▸ **課題一覧**:
1. 兵法の道についての文章で「合戦においては」で始まる段落を、主な内容を残して箇条書きに短くまとめてください。
2. 兵法の道についての文章を、最後の行の後から書き継いでください。

▸ **本文抜粋**:

***

6. 物事の良否や本物か偽物であるかを見分ける事ができること。
7. 目に見えない事を感知できる感覚を体得すること。
8. 些細な事にも行き届くようにすること。
9. 自分の道に役立たない事に手を出さないこと。
おおよそ以上のような事を常に心がけ、兵法の道を鍛錬する必要がある。
兵法の道に限っては、素直な気持ちで広く見る事が出来なければ、熟達者とは言い難い。熟達すれば、一人であっても、二十人三十人を相手にしても負けることは無い。
素直に道に励めば、手でも眼でも人に勝ち、鍛錬をすれば全ての動作が自由になり、体術でも人に勝ち、心でも人に勝つ事ができるようになる。このように熟練すれば、人に負ける事も無くなる。
合戦においては、優れた上司に就くことができ、優れた部下を得て、相手に勝つ事が出来る。また、自らを正しく修養できるようになり、延いては、国を治める事も、民衆を養う事も可能になる。また、世間の礼儀や作法を身に付けて、どの芸能、技能においても相手より優れ、上司として立身出世する事ができるのが、兵法の道である。
新免武藏守玄信
正保弐年五月十二日(1645年)
寺尾孫之允信正
柴任三左衛門尉美矩
万治三年五月朔日(1660年)武蔵の没後15年
吉田忠左衛門実連殿
『私見』

***

▸ **提供資料**:
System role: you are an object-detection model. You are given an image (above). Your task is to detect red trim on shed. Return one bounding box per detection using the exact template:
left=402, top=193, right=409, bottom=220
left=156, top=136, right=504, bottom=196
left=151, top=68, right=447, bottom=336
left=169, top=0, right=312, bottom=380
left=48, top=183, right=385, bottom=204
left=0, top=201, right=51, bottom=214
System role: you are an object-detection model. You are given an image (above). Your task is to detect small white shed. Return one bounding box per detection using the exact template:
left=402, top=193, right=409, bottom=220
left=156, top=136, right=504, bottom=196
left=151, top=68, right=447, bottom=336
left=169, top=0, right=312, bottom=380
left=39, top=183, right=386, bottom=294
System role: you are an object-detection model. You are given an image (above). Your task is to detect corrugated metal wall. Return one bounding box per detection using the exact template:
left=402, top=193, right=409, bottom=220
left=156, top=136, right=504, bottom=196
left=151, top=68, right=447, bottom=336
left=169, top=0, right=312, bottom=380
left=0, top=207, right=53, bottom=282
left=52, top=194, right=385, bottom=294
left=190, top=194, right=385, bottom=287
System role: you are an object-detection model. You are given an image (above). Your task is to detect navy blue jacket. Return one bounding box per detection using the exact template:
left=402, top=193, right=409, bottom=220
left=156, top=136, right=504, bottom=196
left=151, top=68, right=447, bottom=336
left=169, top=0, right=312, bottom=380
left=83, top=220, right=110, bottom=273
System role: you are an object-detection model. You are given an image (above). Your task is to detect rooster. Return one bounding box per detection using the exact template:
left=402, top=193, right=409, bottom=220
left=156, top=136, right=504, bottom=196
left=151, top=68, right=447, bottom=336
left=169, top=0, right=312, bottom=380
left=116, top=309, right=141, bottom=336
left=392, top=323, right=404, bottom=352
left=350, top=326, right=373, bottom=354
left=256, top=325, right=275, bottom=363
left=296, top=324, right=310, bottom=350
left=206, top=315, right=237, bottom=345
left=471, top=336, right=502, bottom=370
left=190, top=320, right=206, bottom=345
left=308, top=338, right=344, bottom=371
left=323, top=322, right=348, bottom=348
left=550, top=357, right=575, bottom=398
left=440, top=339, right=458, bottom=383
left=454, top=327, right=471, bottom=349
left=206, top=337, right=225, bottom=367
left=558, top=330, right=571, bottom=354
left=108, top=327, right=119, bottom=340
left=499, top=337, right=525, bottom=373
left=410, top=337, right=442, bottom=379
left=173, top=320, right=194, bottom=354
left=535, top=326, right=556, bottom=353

***

▸ **解答**:
1.
- 合戦では、優れた上司に就き、優れた部下を得て、相手に勝てる。
- 自らを正しく修養でき、国を治め、民衆を養うことも可能になる。
- 世間の礼儀や作法を身に付け、どの芸能や技能でも相手より優れ、上司として立身出世できる。

2.
武蔵は、自らの人生で達しえなかった事も、自ら編み出した兵法に熟達する事で、達する事ができると、信じていたのかも知れません。
すなわち、二天一流に熟達すれば、人格、素養、人徳等々、単に小手先で刀を扱う事だけではなく、国を動かす能力まで身につける事ができると思っていたのでしょう。
私は、学生の時に「五輪書」に出会いました。その時は、『第五に、もの毎の損徳を弁ゆること。第九に、役に立ぬことをせざること。』について、なんだか、カッコ悪い、釈然としない気持ちになった記憶があります。
社会に出て、現実の中で様々な出来事を経験する事になり、現実の世界を生き抜くために、どうしても避けて通る事の出来ない事が書かれてあったのだと知る事になります。
未だに、その通りに人生を送くる事が出来るほど、割り切りことが出来ている訳ではありません。しかし、この言葉に嫌悪感を持っていた頃よりは、理解できるようになりました。人生は全ての人に限りある時を与えています。余程のお人好しでもない限り、自分の人生を棒に振ってまで、損を背負う必要もないでしょう。また、転ばぬ先の杖とも言いますから、役に立たないことにまで、口出しできる時間も、お金も与えられていないのが、人生である事を知る事が出来ました。
『五輪書』が、他の人生訓や名言と、一味違うように思えるのは、綺麗ごとに済まさない、鋭い指摘が魅力なのかも知れません。
【参考文献】
・佐藤正英(2009-2011) 『五輪書』ちくま学芸文庫.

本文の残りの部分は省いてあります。